EXCERPTED TEXT –
◆ ◆ ◆
Greenwood’s crematorium is filled with marble, fountains, and flowers, and its walls are lined with niches for urns. The facility handles more than 2,600 bodies a year, the manager told us, up from about 900 when he started at Greenwood 20 years ago—which was more than double the demand when it was built in the 1950s. (Greenwood’s first grave was dug all the way back in 1838.) Some of this he attributed to changing demographics (many of Greenwood’s clients are now Chinese). Attitudes have changed too. The Pope approved cremation for Catholics in 1963, provided the ashes aren’t scattered. And then there are the economics. Land is at a premium in Brooklyn, and a full-size grave takes up real estate. The cost of a traditional burial, he explained, has become prohibitively expensive for many families. More families than you might think, Amy told me, hold their funeral services in one of the crematorium’s two chapels—and some even watch from a glassed-in viewing area as their loved one’s body is gently guided into the ovens.

Later, as we strolled through the memorial gardens outside, I asked her how she’d come to make this change in her life.

As fiercely as Amy had mourned her 94-year-old father, she told me, preparing his funeral had been so satisfying for her, on so many levels, that she realized it was something she wanted to keep doing for other people. If the emphasis of traditional funerals was on holding the forces of nature at bay and keeping the body intact, green funerals acknowledge and celebrate its return to the earth. Like the service that Amy and her siblings created for her father, the ones she prepares with her clients aren’t templated—they reflect and acknowledge the individuality of both the deceased and the bereaved.

“But what do you get out of it?” I pressed her. “When you went to funeral school, you didn’t study ceremonies or ideas. You learned about bodies.”
◆ ◆ ◆
SUPPLIED DATA –
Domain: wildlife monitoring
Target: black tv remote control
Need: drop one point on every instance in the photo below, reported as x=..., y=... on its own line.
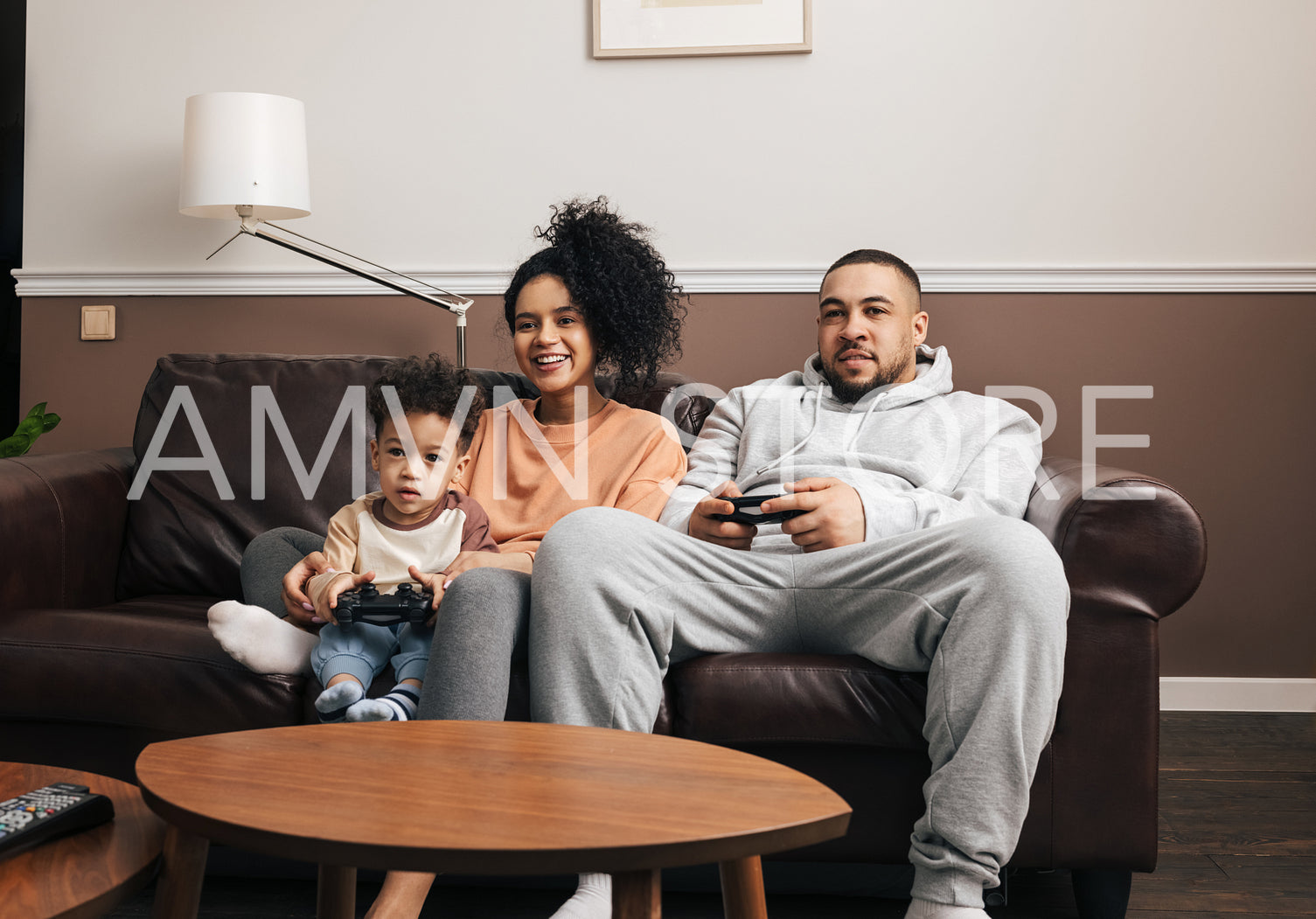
x=55, y=810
◆ ◆ ◆
TASK A –
According to the passage on Greenwood's crematorium, in what year was Greenwood's first grave dug?
TASK B –
Extend the passage on Greenwood's crematorium, picking up after its final sentence.
The material bears no relation to the passage on Greenwood's crematorium.

OUTPUT A –
1838.

OUTPUT B –
“I don’t know that I believe in souls per se,” she said, “but I can easily imagine that dead people’s spirits stay among us for a while. Some traditions hold that their spirits are disoriented in the first days after death; they linger near their bodies. They need to know that they’re being taken care of, so they can go on their way. Everyone—the mourners and the dead themselves—need to get used to the idea of death. That’s the wisdom behind Irish wakes.”

“What people like me in the Green Burial movement are doing—and it’s not just me, it’s a movement—is a lot like the natural birth movement in the ’70s, only it happens at the other end of the continuum. Natural funerals, like natural births, are about accepting and celebrating life.”

She showed me a niche in a columbarium where a young mother’s ashes were interred. “She left small children,” Amy said. “It was very hard.” The top of the niche opened, she explained, so her children could leave letters for their mother.

“Do you know Thornton Wilder’s play Our Town?” she asked me later, as we sat on a bench outside a chapel where a service had just ended. As a group of mourners streamed past us, blinking in the sunlight, she pulled a photocopied page out of her bag. “I copied this for you,” she said. It was a passage from the Stage Manager’s monologue:

Y’know, the dead don’t stay interested in us living people for very long. Gradually, gradually, they let go their hold of the earth—the ambitions they had—and the pleasures they had—and the things they suffered—and the people they loved. They get weaned away from the earth.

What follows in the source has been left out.